December 18, 2014
When I was a postdoctoral fellow in the early 1990s, two large epidemiologic studies showed that a select group of human papilloma virus (HPV) types is responsible for premalignant lesions found in Pap smear screening and for the development of most cervical cancers. Later studies showed that nearly all cervical cancers are caused by HPV. At that time, research groups—including one led by Douglas Lowy, M.D., and John Schiller, Ph.D., at the National Cancer Institute (NCI)—started the work of developing a vaccine, which was finally approved by the FDA in 2006.
Although HPV vaccines have an excellent safety record, getting teenagers vaccinated has lagged in the United States. Frustratingly, less than one-third of American teenagers have had all three recommended doses of the vaccine today.
This vaccine has the potential to make an enormous difference in the number of people who develop cancer. Worldwide, more than 600,000 new cancer cases are caused by HPV every year. Cervical cancer is the most common, although the virus also plays a significant role in cancers of the vulva, vagina, anus, penis and oropharynx (throat).
If vaccination rates increased to 80 percent, the Centers for Disease Control and Prevention estimates that an additional 53,000 future cervical cancer cases would be prevented in the U.S. among girls who are now 12 years old or younger over the course of their lifetimes. In addition to cervical cancer, increased vaccination would have a measurable impact on the other 17,000 HPV-associated cancer diagnoses per year. A major portion of this is head and neck cancer, where approximately 70 percent of diagnoses are attributable to HPV infection.
Australia implemented a free, school-based HPV vaccination program in 2007, and studies show the country has already reached “herd immunity,” which occurs when the majority of a population is immunized and protects those who have not yet developed immunity or cannot be vaccinated. In Australia, genital warts diagnoses and cervical abnormalities have plummeted, and although it’s too soon to know about cancer rates (because the period from infection to cancer development is typically 20-30 years) researchers expect a similar decline.

----

■ **ASSIGNED TASK 1**
In the piece on HPV vaccination, in what year did Australia start its free, school-based HPV vaccination program?
■ **ASSIGNED TASK 2**
Can you write the next part of the piece on HPV vaccination, picking up after its paragraph about Australia?

----

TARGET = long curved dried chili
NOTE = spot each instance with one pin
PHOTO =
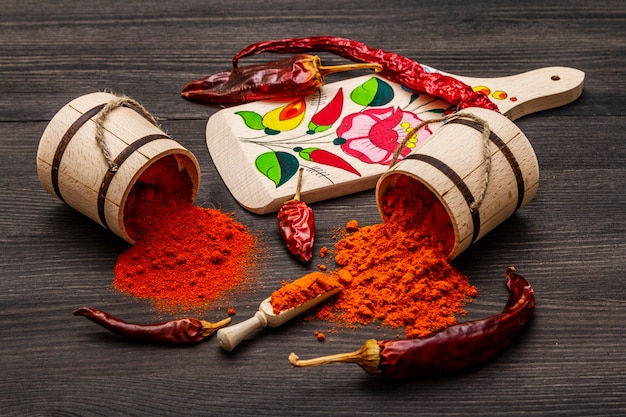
(395, 67)
(453, 349)
(176, 332)
(296, 76)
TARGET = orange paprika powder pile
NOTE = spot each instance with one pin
(400, 271)
(184, 257)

----

■ **TASK RESULT 1**
2007

■ **TASK RESULT 2**
No one should be dying from HPV-induced cervical or head and neck cancers 25-30 years from now. As a biomedical research community worldwide, we have invested in decades of research that led to the development of HPV vaccines, which prevent cancer. So why are HPV vaccination rates so low? Relevant barriers identified among health care providers, parents/caregivers and adolescents included missed clinical opportunities, misinformation, lack of knowledge, insufficient access or system gaps and cost concerns. With our NCI Comprehensive Cancer Center and strengths of a major health care system, Vanderbilt is working collaboratively with partners to address these barriers and change vaccine uptake. Be assured my son will be getting all three vaccinations at his annual pediatrician visit after he turns 11.
The HPV vaccine is just one arrow in our quiver aimed at preventing cancer. Cancer is an inevitable part of aging, so we will always provide cutting-edge, evidence-based treatment. However, we are more focused on cancer prevention and partnering with many community organizations, including the Tennessee Cancer Coalition, Progreso Community Center, Fisk Radio’s Health Watch and the Cumberland Pediatric Foundation to leverage resources and reach more people, especially underserved populations. We’re committed to getting the message out about how to prevent cancer.
Preventing cancer is not an elaborate algorithm. The recommendations are to quit smoking, eat a balanced diet, exercise, get vaccinated and stay out of the sun. A few lifestyle changes could make a major difference.